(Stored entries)
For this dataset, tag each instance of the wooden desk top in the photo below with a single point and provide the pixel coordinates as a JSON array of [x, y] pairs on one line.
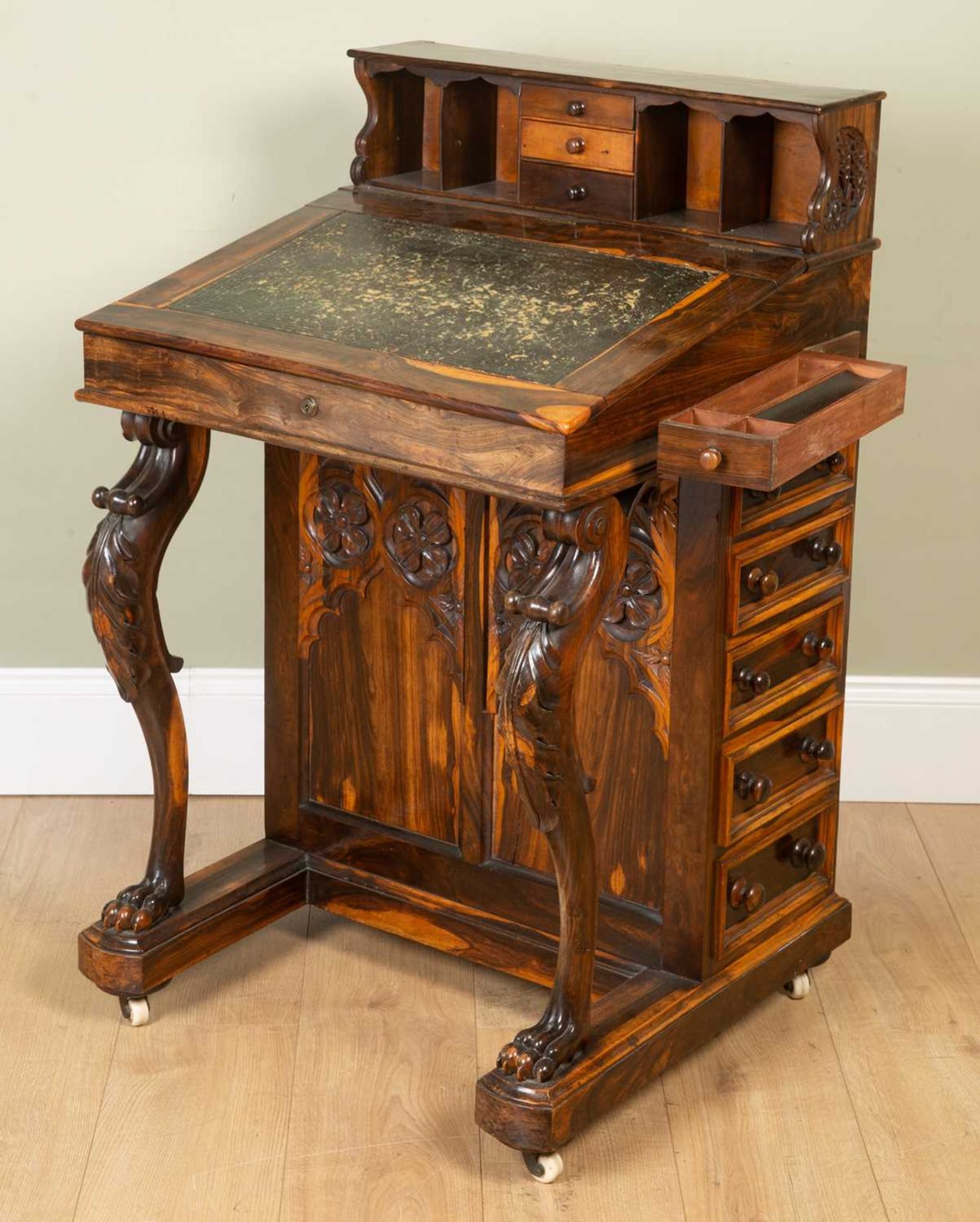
[[813, 98], [504, 350]]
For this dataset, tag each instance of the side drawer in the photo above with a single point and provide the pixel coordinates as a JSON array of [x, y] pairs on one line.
[[757, 881], [589, 192], [600, 109], [832, 475], [592, 148], [766, 430], [778, 764], [774, 572], [349, 422], [787, 663]]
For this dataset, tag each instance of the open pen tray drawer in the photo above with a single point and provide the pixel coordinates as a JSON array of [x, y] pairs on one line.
[[769, 428]]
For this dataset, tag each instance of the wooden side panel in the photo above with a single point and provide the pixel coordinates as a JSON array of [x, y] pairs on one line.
[[796, 169], [622, 699], [704, 162], [507, 135], [382, 647]]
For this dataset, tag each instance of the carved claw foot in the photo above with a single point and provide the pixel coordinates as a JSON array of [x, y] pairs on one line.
[[539, 1051], [141, 906]]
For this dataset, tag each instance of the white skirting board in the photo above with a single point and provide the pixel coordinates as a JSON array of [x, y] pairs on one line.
[[66, 731]]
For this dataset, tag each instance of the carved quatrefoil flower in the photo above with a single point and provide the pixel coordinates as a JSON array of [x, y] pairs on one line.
[[341, 517], [526, 560], [421, 543], [637, 601]]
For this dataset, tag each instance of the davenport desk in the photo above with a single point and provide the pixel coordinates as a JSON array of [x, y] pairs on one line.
[[561, 410]]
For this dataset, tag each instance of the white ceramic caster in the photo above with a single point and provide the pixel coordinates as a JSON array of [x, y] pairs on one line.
[[799, 987], [545, 1167], [136, 1011]]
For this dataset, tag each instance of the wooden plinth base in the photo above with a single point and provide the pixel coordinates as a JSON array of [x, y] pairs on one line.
[[643, 1022]]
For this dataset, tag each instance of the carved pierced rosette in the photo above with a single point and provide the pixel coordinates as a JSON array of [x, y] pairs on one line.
[[638, 626], [555, 617], [851, 180], [356, 523], [844, 179]]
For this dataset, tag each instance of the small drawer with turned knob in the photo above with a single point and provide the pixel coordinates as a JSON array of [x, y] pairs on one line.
[[769, 768], [775, 571], [576, 190], [599, 108], [783, 665], [759, 878]]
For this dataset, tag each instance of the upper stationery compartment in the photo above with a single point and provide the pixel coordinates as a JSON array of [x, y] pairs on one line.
[[767, 429], [754, 162]]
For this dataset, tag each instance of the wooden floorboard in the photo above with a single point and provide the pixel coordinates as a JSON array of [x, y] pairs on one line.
[[321, 1069]]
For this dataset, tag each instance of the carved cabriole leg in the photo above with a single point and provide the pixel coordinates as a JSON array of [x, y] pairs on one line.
[[536, 706], [120, 573]]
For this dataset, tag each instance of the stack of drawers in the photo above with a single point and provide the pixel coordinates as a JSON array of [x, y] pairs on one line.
[[787, 571], [577, 151]]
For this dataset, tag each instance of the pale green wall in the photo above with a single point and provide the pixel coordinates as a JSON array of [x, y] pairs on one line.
[[137, 137]]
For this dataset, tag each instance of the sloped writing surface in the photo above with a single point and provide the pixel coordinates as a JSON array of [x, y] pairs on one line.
[[428, 292]]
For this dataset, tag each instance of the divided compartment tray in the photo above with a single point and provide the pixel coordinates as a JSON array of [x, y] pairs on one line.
[[766, 429]]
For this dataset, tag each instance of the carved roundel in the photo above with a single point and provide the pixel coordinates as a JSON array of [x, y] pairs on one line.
[[638, 600], [421, 543], [851, 185], [341, 524]]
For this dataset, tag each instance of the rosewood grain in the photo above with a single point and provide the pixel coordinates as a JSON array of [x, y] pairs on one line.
[[556, 612]]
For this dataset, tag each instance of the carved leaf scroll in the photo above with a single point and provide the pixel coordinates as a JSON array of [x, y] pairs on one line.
[[851, 185], [354, 523], [638, 626]]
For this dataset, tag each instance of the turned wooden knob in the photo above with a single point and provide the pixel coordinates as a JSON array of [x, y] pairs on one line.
[[535, 607], [814, 645], [750, 787], [747, 895], [820, 750], [825, 552], [758, 682], [832, 465], [806, 855], [119, 500], [762, 583]]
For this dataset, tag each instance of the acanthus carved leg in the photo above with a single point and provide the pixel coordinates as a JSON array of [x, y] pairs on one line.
[[120, 573], [559, 614]]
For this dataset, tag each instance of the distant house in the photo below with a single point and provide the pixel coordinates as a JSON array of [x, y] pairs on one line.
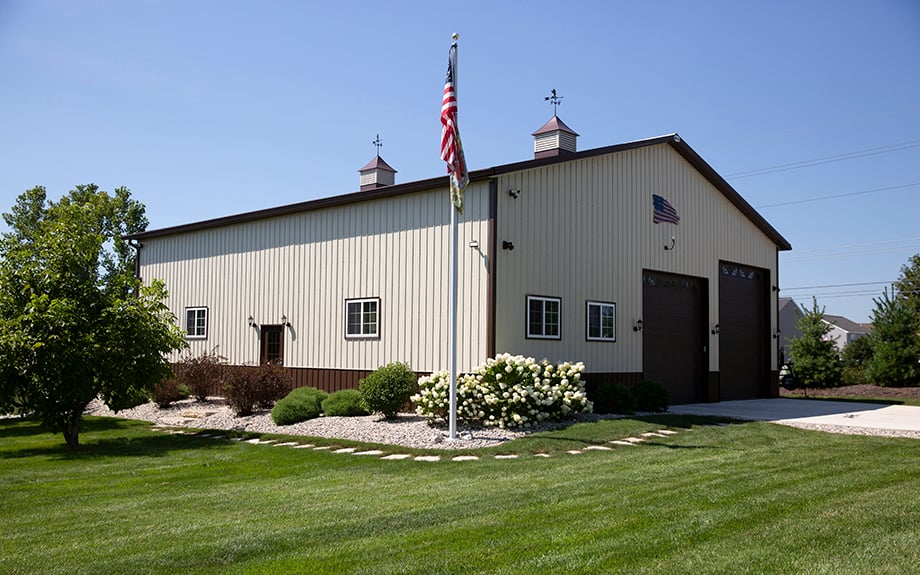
[[844, 331], [637, 259]]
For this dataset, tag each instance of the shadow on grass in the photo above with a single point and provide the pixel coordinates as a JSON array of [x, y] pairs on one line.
[[99, 437], [844, 399]]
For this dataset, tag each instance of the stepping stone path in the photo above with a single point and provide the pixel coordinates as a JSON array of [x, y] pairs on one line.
[[626, 442]]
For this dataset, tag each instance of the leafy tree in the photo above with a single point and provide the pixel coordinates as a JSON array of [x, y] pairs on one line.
[[816, 361], [895, 343], [75, 322], [907, 287]]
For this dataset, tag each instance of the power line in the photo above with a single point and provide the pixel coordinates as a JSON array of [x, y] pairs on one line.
[[839, 196], [825, 160], [840, 285]]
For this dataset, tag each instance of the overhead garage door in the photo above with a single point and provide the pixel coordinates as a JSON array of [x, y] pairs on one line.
[[674, 318], [744, 338]]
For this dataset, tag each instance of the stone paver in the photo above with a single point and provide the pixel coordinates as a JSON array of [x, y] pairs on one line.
[[626, 441]]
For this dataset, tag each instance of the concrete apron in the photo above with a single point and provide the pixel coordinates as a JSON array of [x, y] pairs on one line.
[[819, 412]]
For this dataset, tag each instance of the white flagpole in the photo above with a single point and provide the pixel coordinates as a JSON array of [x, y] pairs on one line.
[[453, 283]]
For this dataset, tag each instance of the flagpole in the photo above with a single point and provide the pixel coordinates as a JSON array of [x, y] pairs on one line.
[[453, 285]]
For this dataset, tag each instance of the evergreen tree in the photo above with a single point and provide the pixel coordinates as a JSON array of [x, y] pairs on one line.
[[816, 361], [895, 343]]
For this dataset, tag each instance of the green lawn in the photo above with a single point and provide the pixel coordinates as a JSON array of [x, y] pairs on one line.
[[738, 498]]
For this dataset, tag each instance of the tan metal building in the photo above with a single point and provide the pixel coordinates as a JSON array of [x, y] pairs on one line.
[[560, 257]]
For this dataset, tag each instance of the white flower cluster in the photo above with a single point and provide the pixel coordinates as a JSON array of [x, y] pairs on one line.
[[507, 391]]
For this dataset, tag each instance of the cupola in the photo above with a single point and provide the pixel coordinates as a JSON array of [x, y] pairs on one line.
[[554, 139]]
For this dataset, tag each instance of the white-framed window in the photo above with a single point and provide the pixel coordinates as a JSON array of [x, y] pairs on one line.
[[196, 322], [601, 321], [362, 318], [544, 317]]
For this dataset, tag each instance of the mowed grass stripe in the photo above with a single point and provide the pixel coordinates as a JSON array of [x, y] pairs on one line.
[[743, 498]]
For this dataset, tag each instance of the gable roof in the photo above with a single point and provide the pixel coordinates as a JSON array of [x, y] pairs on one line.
[[672, 140], [845, 324]]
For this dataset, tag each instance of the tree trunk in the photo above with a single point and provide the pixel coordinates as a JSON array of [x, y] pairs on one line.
[[71, 428]]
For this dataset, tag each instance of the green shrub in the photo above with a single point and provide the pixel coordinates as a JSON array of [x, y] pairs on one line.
[[201, 374], [651, 396], [299, 405], [612, 398], [507, 391], [345, 403], [388, 388], [168, 391]]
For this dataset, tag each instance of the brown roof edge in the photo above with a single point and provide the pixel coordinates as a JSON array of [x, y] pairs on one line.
[[673, 140]]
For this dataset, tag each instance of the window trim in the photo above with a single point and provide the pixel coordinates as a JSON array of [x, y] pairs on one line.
[[362, 301], [544, 299], [601, 304], [207, 315]]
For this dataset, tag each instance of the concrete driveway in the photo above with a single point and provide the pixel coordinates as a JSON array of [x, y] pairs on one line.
[[857, 417]]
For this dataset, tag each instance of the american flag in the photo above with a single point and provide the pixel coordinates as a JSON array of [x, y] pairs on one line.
[[664, 211], [451, 148]]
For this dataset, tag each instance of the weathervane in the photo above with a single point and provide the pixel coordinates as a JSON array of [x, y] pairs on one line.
[[556, 100]]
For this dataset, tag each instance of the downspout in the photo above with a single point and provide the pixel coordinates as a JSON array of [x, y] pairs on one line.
[[137, 256], [492, 286]]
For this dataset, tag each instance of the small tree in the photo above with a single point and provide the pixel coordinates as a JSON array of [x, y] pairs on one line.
[[854, 360], [895, 343], [75, 322], [817, 363]]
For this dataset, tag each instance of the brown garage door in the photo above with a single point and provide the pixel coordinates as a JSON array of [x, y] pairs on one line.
[[674, 318], [744, 339]]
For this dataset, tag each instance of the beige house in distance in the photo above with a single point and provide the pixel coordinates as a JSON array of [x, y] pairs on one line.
[[560, 258]]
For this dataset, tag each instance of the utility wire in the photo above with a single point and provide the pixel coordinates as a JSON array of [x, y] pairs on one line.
[[825, 160], [838, 196]]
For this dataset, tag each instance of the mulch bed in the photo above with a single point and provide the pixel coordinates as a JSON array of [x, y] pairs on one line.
[[874, 391]]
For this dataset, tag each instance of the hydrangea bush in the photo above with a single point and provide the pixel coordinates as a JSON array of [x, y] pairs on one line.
[[507, 391]]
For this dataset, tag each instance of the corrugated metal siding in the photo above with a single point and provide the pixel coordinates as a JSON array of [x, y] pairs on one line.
[[306, 265], [583, 230]]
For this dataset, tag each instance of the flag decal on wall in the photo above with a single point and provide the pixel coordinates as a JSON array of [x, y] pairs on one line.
[[664, 211]]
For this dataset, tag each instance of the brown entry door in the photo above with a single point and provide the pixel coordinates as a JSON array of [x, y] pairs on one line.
[[674, 351], [744, 338], [272, 345]]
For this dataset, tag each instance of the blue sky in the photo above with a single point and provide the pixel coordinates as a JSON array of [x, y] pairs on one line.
[[210, 108]]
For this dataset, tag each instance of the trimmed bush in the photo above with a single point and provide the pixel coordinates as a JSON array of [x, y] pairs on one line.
[[388, 388], [612, 398], [202, 375], [168, 391], [274, 382], [344, 403], [651, 396], [507, 391], [246, 387], [299, 405]]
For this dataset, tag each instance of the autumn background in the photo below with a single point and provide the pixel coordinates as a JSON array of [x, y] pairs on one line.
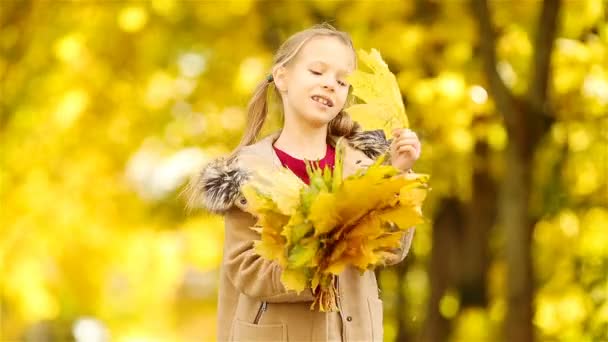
[[107, 107]]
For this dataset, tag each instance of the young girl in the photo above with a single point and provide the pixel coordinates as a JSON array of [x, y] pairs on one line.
[[309, 80]]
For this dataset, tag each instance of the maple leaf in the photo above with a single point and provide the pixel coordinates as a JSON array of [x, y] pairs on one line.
[[383, 107]]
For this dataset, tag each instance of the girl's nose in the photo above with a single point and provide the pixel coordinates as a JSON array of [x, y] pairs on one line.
[[328, 85]]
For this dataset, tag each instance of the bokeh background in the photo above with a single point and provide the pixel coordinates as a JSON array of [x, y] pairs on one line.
[[107, 107]]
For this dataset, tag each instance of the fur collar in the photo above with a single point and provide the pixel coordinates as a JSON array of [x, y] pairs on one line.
[[217, 186]]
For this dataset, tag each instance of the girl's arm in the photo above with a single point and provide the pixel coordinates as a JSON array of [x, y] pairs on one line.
[[401, 252], [251, 274]]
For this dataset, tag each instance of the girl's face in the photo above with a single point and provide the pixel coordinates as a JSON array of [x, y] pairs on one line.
[[313, 85]]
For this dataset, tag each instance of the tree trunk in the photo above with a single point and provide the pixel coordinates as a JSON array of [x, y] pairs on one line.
[[481, 216], [447, 233], [526, 120]]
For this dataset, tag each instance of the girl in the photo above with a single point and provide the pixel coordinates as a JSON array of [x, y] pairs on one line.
[[308, 77]]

**Task to carry out:**
Rename "girl's" to "child's" in the lines of the listing from the line with "For this dataset, tag each instance of the girl's nose" up to and including the final line of the listing. Return only those lines, with everything else unchanged.

**Output:**
For this dataset, tag each instance of the child's nose in the photo above with a single point and provide the pixel coordinates as a JSON array of [x, y] pairs on one line.
[[328, 85]]
For this dataset, tag each instance of the bokeh background in the photo above with a single point and provide the pixel coordinates as a JSON array of [x, y] pairs on one line.
[[107, 107]]
For this dataset, tag each instance of the fur collar in the photo above with a single point and provide the pixel coordinates as a JSON array of [x, y] pairs on one line.
[[217, 186]]
For this dataset, tag each instance of the child's arm in the photo above with a single point and provide the pixel coordinates as a JSON array of [x, y] pairs on one line.
[[401, 252], [251, 274]]
For this dataset, tag each instance of the child's face in the photo above with a single point and provide the pixel coordinates as a JSON array of [x, y] pairs on one line.
[[313, 85]]
For this dataset, tag each instance of the tree trunk in the photo above with a single point and provide the pixel coordinates as a JSON array of [x, y] pairs on one line.
[[481, 216], [447, 233], [526, 120]]
For this dataset, tag each instance of the girl in the photo above with a single point and provide the pixel coordinates as a JSON array of [x, y] pairs on one line.
[[308, 77]]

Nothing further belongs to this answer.